Estratto:
- - - - - - -

Cerco di seguito di evidenziare i punti più importanti del regolamento perchè in parte prova a rispondere alla domanda iniziale del post, cioè chi regolamenta i big data:

  1. il diritto all’oblio : specifica in dettaglio come deve essere consentito a ciascuna persona il diritto a gestire i propri dati presenti on-line.
  2. data-protection by default: le proprietà relative alla condivisione dei dati (per esempio nei social network) devono essere il più cautelative possibili nelle condizioni standard, lasciando solo all’esplicità volontà dell’utente allargarne le maglie.
  3. data-protection by design: fin dalla fasi di progettazione di un servizio gli aspetti relativi alla protezione dei dati personali devono essere esplicitamente considerate.

- - - - - - -

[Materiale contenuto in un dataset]
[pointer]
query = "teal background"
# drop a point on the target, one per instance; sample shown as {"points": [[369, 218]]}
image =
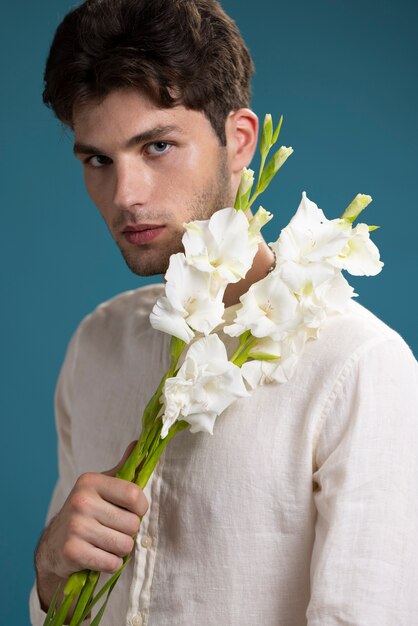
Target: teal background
{"points": [[343, 73]]}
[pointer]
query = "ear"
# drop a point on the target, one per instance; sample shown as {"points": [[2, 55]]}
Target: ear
{"points": [[241, 130]]}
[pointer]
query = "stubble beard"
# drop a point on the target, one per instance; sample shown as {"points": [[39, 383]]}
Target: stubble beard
{"points": [[217, 194]]}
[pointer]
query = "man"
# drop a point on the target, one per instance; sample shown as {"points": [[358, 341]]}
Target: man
{"points": [[301, 508]]}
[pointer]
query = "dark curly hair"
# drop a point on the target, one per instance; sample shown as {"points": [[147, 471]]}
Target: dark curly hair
{"points": [[185, 52]]}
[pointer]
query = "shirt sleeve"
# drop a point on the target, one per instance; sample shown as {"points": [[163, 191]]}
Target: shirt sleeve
{"points": [[364, 568], [67, 475]]}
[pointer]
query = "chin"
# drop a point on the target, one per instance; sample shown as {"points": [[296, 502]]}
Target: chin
{"points": [[146, 266]]}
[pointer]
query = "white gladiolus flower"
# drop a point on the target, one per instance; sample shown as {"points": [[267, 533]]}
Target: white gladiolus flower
{"points": [[222, 247], [281, 369], [268, 309], [310, 237], [360, 256], [205, 385], [188, 304]]}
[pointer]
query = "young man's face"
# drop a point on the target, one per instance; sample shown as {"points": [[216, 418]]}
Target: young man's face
{"points": [[149, 170]]}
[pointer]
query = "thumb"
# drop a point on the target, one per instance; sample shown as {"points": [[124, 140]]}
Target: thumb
{"points": [[126, 454]]}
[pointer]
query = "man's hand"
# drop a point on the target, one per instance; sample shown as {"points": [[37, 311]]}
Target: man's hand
{"points": [[93, 530]]}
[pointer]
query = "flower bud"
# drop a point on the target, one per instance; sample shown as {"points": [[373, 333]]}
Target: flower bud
{"points": [[273, 166], [356, 207], [244, 189], [266, 135]]}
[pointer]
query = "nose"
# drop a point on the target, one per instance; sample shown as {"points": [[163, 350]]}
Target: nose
{"points": [[132, 183]]}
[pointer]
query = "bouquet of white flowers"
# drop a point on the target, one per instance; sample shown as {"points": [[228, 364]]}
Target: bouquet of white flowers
{"points": [[272, 323]]}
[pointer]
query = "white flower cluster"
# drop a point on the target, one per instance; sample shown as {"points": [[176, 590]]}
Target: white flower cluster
{"points": [[291, 304], [276, 316]]}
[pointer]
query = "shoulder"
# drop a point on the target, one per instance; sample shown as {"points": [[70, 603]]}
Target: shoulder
{"points": [[351, 336], [129, 307], [117, 321]]}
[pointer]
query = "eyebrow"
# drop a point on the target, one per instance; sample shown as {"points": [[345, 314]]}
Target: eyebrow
{"points": [[148, 135]]}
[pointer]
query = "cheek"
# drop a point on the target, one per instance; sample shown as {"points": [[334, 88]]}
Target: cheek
{"points": [[97, 191]]}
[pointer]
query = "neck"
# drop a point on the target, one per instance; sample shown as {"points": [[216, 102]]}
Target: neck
{"points": [[263, 261]]}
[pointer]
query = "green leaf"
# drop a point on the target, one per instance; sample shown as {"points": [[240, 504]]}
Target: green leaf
{"points": [[273, 167], [107, 586]]}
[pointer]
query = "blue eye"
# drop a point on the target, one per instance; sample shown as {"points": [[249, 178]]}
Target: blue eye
{"points": [[99, 160], [158, 147]]}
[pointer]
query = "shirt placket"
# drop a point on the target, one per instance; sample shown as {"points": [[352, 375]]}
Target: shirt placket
{"points": [[145, 554]]}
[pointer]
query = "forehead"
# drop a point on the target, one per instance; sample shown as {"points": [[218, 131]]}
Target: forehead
{"points": [[125, 113]]}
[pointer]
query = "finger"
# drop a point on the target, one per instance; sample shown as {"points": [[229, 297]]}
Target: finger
{"points": [[83, 555], [119, 519], [123, 494], [109, 540]]}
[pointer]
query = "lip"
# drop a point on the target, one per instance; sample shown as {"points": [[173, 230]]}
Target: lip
{"points": [[142, 233]]}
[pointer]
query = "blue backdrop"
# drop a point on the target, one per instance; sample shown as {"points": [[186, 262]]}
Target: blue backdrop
{"points": [[342, 72]]}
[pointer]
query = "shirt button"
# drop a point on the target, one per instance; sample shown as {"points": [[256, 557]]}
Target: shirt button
{"points": [[137, 620], [146, 542]]}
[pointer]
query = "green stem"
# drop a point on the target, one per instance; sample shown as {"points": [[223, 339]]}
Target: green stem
{"points": [[72, 589], [246, 341], [152, 459], [84, 598]]}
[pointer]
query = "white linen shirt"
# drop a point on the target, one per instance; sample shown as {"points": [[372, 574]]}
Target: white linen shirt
{"points": [[301, 509]]}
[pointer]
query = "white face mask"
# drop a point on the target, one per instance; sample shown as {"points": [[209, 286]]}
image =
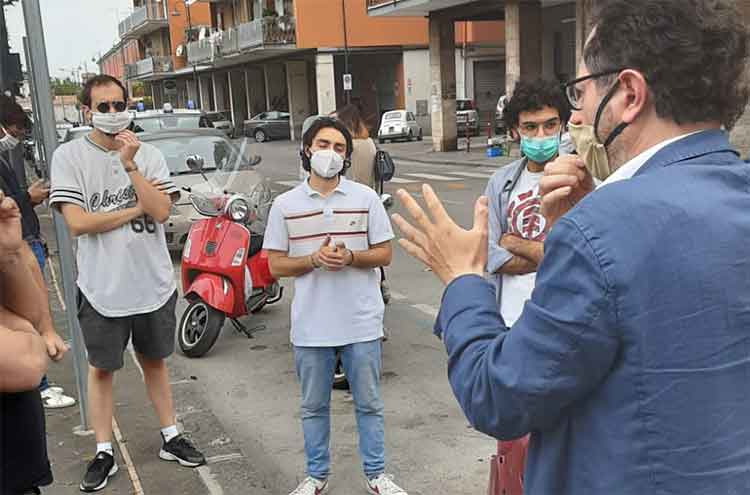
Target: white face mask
{"points": [[111, 123], [8, 142], [327, 163]]}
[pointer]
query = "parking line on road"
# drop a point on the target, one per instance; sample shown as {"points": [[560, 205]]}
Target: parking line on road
{"points": [[473, 175], [426, 309], [288, 183], [433, 177], [132, 473]]}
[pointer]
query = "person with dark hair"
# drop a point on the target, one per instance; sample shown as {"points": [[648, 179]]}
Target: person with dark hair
{"points": [[363, 155], [14, 123], [629, 365], [535, 114], [331, 234], [115, 194]]}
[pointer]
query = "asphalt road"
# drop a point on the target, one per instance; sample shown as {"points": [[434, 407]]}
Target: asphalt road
{"points": [[251, 387]]}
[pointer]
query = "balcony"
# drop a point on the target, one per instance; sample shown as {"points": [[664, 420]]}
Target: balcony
{"points": [[267, 31], [148, 67], [423, 8], [264, 33], [201, 51], [144, 20]]}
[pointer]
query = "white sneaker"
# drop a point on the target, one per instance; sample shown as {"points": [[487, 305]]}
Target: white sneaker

- - - - - - -

Da fare:
[a] Secondo l'estratto sul regolamento, che cosa richiede la data-protection by design?
[b] Riprendi l'estratto sul regolamento e continualo dopo la sua ultima frase.

Risposte:
[a] Richiede che gli aspetti relativi alla protezione dei dati personali siano considerati esplicitamente fin dalle fasi di progettazione di un servizio.

[b]
  4. interoperabilità dei dati: deve essere facilitato al consumatore il passaggio dei propri dati da un servizio ad un altro analogo definendo standard di interoperabilità. Deve essere possibile, per esempio, come evidenziato da Ernesto Belisario al data-driven innovation summit di Roma, passare i propri dati storici della corsa da Runtastic a Strava in maniera semplice e veloce senza alcuna barriera.
  5. Armonizzazione delle leggi sulla protezione dei dati all’interno della UE: non potranno esistere all’interno dell’UE stati con leggi diverse relativamente a questo ambito legislativo.
  6. Adeguamento al rispetto delle leggi UE anche dei paesi non UE per poter erogare servizi a cittadini UE: di fatto questo obbliga le grandi Corporation americane a rispettare questa normativa pena la perdita del mercato europeo. L’applicazione di questo punto sarà una vera scommessa e sono molto curioso di vedere cosa succederà in concreto.
  7. Semplificazione normativa: si vorrebbe aumentare la consapevolezza del cittadino e del consumatore in tema di protezione dei propri dati semplificando la scrittura e quindi la compresione dei documenti di consenso e trattamento dei dati personali.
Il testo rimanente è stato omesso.